> _INSTRUCTIONS_
(1) Translate this sentence from the hearing recap into Spanish: "Head Start helped me get prepared for kindergarten."
(2) Reproduce everything in the hearing recap from "Audience627A full house" down to "at the hearing.", substituting "the preschool program" for "Head Start" each time it occurs.

> _EXCERPTED PASSAGE_
────────────────────────────────────────

06.27.13

ICYMI: Chairman Murray Holds Senate Budget Committee Hearing on Investing in our Future: The Impact of Federal Budget Decisions on Children

Murray627Photo Source: Tri-City Herald 

Today, Chairman Murray and the Senate Budget Committee held a hearing about the impact federal budget decisions have on our children. As Chairman Murray said in her opening statement, “…there’s one group in particular whose voices are not often heard when it comes to the federal budget process—and that’s our nation’s children. They may not be walking the halls of Congress—or calling up their Senators—or strategizing with lobbyists about how to protect funding for their programs. But they deserve a seat at the table, even if they need a booster seat to get there.” 

Audience627A full house watches the testimonies

Witnesses627Witnesses Head Start parent and local student Shavon Collier and Sakhia Whitehead, First Focus President Bruce Lesley and Acting Director of Voices for Virginia’s Children Margaret Nimmo Crowe

Children testify at and attend Senate Budget Committee Hearing 

Whitehead1627Photo Credit: Ed Walz, First Focus

10-year-old Head Start graduate Sakhia Whitehead testified about how Head Start has helped her stay on the honor roll in school, and several other children were in attendance at the hearing. 

Whitehead2627Photo Credit: Ed Walz, First Focus

In her testimony, Sakhia spoke about how pre-school made her more prepared for kindergarten: 

I graduated the Head Start program at the Edward C. Mazique Child Center five years ago, but I do remember how much I liked it. I remember them teaching me how to read and write my name. I also remember sometimes seeing the doctor there to get a checkup. Head Start helped me get prepared for kindergarten. When I got to kindergarten, I already knew how to read and write. But my new classmates did not. So kindergarten was pretty easy for me.”

“I tell my brothers all the time how much I loved Head Start. I tell them it can help them in school, because I know it helped me to be the Honor Roll student that I am today. I have been on the Honor Roll since I started elementary school and I’m very proud of that. I want my brothers to follow in my footsteps.  Today, my favorite subject in school is math, which not many people enjoy. But when I grow up, I want to be a teacher so that I can continue to teach children like myself and help them to succeed.”

Watch the full video of Sakhia’s testimony here.

Bruce Lesley of First Focus, and Margaret Nimmo Crowe of Voices for Virginia’s Children told stories about the impact sequestration is having on children across the country and in states like Virginia.

Lesley627Photo Credit: Ed Walz, First Focus 

Bruce testified, “If sequestration remains in place, the pain is only going to get worse. Already, families have lost housing supports and more children will face homelessness in the coming years. In anticipation of further cuts, schools in Idaho have already made plans to cut the school week from five days a week to four. We’ve heard from the National Association of Federally Impacted Schools, that some schools, particularly in rural areas, are likely to be forced to close entirely if cuts continue….As a result of sequestration, schools districts have been forced to lay-off teachers and drastically reduce support services to needy students and students with disabilities. Some schools have eliminated athletics and all extra-curricular activities as well as some bus routes, making it more and more difficult for kids to get to school. Head Start programs have had to close weeks early or kick children out. One program in Columbus, Indiana, literally held a lottery drawing to decide which family would lose their seat. That’s a contest no parent wants to win.”

────────────────────────────────────────

> _ITEMS_
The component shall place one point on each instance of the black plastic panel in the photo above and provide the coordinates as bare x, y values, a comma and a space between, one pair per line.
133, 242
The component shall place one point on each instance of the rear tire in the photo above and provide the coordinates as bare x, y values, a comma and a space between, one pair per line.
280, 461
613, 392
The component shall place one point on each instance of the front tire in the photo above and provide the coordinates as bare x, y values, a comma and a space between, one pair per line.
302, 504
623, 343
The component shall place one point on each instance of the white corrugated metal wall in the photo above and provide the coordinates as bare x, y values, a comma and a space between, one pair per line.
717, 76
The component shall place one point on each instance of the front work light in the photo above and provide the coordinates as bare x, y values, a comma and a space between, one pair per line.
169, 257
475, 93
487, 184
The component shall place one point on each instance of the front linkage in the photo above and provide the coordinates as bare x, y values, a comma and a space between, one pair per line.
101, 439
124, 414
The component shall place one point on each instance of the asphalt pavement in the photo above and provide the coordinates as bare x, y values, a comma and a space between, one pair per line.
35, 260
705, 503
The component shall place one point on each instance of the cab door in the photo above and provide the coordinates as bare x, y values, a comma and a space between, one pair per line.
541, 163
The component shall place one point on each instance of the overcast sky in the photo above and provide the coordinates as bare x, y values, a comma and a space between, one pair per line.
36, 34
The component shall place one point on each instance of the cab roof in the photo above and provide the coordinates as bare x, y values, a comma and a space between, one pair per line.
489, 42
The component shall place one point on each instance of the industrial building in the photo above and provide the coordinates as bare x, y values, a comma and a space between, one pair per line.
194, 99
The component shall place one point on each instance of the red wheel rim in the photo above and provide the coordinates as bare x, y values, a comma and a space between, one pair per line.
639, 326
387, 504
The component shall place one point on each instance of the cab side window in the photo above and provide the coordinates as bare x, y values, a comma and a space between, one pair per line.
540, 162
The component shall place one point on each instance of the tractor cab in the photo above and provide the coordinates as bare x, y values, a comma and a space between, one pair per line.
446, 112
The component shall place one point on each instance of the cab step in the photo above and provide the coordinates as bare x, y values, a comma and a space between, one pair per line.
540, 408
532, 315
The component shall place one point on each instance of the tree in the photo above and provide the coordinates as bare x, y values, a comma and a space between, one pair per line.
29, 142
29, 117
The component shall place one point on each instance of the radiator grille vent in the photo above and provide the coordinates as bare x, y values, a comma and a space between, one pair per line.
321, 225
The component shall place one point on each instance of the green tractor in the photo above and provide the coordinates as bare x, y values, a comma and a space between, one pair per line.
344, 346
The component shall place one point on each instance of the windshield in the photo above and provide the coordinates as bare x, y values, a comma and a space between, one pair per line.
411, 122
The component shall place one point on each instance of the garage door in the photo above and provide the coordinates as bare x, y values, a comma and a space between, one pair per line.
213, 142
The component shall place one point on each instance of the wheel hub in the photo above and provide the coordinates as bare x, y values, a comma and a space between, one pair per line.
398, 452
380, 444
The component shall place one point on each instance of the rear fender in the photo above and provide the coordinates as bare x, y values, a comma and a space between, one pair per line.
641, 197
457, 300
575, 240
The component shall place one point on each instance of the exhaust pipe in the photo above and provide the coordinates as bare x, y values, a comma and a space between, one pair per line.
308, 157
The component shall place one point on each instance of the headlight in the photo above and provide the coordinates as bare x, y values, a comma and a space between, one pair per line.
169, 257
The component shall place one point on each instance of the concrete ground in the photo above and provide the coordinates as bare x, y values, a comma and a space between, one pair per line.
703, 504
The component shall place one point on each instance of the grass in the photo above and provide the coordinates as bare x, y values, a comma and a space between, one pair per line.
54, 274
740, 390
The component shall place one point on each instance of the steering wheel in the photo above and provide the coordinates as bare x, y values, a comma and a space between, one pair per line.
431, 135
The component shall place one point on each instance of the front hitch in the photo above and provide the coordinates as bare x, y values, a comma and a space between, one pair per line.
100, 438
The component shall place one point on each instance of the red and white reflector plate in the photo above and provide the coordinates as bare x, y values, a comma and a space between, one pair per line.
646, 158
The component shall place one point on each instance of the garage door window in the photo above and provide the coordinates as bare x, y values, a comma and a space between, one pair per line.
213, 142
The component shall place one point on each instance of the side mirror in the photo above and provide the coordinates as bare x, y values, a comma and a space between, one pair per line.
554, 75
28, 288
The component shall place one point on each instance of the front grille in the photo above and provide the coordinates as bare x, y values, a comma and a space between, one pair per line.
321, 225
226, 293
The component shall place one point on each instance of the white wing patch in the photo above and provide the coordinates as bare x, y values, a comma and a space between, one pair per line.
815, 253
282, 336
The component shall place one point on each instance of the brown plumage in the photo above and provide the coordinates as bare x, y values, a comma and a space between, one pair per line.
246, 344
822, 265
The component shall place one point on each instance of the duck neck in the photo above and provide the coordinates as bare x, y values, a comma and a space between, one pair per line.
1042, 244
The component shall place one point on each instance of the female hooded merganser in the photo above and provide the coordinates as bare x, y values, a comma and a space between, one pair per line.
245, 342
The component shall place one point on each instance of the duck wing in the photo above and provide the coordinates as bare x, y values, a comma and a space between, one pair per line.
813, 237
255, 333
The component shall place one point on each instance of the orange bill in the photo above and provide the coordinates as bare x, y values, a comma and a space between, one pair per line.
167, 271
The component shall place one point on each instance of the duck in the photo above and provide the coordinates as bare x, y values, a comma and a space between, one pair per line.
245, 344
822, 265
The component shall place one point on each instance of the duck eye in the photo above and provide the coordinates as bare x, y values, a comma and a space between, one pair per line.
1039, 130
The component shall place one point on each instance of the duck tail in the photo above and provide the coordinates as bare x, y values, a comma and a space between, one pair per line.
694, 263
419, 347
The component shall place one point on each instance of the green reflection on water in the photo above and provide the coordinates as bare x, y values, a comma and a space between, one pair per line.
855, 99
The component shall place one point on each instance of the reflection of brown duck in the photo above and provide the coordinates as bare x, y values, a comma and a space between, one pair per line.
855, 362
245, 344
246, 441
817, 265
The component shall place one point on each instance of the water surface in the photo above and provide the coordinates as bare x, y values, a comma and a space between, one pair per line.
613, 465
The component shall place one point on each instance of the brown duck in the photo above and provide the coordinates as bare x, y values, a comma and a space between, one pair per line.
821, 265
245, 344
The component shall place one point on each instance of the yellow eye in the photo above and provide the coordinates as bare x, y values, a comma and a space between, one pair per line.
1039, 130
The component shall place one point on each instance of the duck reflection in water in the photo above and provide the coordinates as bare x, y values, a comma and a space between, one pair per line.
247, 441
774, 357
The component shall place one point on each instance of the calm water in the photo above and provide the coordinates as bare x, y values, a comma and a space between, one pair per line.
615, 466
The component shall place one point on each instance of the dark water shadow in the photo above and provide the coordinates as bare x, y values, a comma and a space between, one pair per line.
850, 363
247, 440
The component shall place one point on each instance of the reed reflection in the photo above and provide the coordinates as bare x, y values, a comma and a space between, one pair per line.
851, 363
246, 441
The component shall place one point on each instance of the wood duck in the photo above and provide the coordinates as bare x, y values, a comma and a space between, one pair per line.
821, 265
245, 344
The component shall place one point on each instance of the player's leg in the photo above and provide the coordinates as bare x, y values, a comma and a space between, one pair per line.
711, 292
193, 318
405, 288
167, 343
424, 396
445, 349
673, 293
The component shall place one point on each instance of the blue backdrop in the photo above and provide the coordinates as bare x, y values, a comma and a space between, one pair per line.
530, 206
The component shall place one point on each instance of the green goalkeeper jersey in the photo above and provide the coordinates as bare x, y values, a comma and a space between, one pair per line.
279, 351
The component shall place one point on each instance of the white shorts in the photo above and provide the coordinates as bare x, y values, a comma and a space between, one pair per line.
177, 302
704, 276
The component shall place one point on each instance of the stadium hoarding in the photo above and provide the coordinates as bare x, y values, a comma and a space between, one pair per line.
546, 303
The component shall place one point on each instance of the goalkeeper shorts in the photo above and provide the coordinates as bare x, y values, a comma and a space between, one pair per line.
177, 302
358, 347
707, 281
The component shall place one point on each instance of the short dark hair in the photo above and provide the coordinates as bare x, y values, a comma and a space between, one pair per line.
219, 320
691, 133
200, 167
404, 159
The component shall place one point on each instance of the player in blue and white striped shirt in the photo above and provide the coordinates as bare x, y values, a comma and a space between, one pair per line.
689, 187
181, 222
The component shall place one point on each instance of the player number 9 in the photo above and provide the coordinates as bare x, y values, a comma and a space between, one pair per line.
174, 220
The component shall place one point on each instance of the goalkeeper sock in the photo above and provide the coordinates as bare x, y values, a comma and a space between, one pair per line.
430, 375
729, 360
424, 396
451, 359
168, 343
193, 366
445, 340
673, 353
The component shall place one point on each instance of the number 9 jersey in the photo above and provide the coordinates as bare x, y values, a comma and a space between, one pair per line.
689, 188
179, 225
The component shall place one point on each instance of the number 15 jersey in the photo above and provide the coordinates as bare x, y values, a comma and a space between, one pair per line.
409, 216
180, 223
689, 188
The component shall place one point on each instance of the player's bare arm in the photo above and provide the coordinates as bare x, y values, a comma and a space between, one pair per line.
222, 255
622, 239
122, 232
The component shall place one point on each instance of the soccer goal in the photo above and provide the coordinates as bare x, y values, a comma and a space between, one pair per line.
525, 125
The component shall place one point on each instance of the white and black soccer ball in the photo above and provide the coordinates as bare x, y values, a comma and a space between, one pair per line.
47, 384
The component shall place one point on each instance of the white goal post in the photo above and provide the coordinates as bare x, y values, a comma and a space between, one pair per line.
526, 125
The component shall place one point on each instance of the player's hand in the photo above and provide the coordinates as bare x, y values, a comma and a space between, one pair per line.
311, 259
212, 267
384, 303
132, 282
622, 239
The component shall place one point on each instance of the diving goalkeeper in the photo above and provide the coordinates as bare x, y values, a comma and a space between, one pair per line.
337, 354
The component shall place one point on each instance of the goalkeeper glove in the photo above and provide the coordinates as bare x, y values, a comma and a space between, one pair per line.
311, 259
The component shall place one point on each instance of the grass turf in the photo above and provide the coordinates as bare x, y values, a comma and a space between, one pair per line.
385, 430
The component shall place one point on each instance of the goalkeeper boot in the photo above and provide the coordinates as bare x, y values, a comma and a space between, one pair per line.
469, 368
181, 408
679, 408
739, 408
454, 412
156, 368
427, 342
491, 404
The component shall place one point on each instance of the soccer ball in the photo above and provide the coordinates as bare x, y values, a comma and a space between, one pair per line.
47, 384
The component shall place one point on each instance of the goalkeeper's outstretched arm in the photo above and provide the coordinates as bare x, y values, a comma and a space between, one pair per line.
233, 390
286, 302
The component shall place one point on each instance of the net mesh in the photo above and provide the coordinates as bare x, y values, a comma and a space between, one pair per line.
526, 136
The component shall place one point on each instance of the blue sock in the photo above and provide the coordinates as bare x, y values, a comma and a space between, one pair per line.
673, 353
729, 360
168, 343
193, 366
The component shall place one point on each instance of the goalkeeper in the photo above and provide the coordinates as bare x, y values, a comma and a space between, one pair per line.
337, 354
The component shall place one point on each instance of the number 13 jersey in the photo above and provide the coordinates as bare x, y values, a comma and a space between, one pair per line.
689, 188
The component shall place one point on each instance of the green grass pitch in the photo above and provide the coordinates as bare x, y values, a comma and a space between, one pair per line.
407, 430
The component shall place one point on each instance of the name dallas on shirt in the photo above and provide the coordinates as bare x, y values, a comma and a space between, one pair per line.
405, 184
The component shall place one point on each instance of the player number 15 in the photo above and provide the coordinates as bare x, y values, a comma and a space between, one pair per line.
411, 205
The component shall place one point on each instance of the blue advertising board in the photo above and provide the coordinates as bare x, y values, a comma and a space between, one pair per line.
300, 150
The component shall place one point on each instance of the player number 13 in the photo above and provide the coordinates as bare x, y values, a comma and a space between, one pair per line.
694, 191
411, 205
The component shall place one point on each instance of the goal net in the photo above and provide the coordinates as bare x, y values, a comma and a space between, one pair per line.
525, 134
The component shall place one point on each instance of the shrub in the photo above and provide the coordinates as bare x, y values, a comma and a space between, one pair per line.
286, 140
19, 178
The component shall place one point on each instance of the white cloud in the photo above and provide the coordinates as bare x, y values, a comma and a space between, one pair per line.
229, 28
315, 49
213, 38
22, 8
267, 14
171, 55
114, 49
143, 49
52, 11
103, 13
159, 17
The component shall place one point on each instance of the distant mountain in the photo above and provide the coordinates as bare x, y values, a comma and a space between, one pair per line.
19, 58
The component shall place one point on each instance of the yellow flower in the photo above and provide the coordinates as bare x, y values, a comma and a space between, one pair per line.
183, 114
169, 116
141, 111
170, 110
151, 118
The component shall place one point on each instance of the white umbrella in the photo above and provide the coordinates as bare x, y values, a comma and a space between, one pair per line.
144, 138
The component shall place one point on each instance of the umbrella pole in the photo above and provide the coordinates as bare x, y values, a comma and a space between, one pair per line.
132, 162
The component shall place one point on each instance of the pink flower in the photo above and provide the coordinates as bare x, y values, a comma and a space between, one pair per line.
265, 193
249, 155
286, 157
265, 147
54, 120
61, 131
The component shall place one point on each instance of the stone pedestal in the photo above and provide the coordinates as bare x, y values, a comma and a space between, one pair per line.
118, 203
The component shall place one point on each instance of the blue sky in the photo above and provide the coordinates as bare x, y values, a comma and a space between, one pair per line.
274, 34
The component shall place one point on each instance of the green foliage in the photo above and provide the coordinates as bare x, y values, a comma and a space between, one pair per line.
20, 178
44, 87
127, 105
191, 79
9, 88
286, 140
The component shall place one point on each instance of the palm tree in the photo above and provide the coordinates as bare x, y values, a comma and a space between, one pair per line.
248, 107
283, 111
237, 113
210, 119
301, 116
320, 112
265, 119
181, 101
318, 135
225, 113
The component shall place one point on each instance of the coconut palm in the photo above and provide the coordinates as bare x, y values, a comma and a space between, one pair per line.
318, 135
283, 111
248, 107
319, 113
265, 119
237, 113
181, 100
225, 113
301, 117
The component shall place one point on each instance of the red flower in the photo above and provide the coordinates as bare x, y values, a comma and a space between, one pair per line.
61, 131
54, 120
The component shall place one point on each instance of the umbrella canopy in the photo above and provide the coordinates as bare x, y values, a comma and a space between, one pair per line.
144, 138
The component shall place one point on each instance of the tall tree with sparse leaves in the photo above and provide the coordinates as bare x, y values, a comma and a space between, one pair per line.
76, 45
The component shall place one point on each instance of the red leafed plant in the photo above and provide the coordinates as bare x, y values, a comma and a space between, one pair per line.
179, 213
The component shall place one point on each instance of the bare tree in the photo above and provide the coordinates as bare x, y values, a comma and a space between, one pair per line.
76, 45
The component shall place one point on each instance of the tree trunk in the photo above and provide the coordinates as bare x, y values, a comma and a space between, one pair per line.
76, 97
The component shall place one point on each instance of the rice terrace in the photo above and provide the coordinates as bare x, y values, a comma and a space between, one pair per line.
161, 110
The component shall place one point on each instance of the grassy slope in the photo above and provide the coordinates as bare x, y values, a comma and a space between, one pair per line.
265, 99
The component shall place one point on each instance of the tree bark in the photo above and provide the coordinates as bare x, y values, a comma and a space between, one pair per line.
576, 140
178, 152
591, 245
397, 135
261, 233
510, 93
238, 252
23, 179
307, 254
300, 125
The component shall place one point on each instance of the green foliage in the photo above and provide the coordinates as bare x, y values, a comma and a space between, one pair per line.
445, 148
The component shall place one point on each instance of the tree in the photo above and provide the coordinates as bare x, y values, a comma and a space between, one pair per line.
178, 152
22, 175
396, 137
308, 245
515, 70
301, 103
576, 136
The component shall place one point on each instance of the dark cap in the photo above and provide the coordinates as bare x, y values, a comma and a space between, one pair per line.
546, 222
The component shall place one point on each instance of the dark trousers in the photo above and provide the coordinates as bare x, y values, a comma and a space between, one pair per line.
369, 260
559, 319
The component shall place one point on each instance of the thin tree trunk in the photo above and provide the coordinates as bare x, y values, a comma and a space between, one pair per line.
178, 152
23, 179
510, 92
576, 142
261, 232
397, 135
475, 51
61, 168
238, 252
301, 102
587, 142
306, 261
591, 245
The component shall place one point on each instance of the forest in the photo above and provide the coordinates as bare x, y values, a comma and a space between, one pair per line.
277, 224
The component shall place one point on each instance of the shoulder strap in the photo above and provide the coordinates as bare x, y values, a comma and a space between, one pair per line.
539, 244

────────────────────────────────────────

> _SOLUTIONS TO THE EXERCISE_
(1) Head Start me ayudó a prepararme para el kínder.

(2)
Audience627A full house watches the testimonies

Witnesses627Witnesses the preschool program parent and local student Shavon Collier and Sakhia Whitehead, First Focus President Bruce Lesley and Acting Director of Voices for Virginia’s Children Margaret Nimmo Crowe

Children testify at and attend Senate Budget Committee Hearing 

Whitehead1627Photo Credit: Ed Walz, First Focus

10-year-old the preschool program graduate Sakhia Whitehead testified about how the preschool program has helped her stay on the honor roll in school, and several other children were in attendance at the hearing.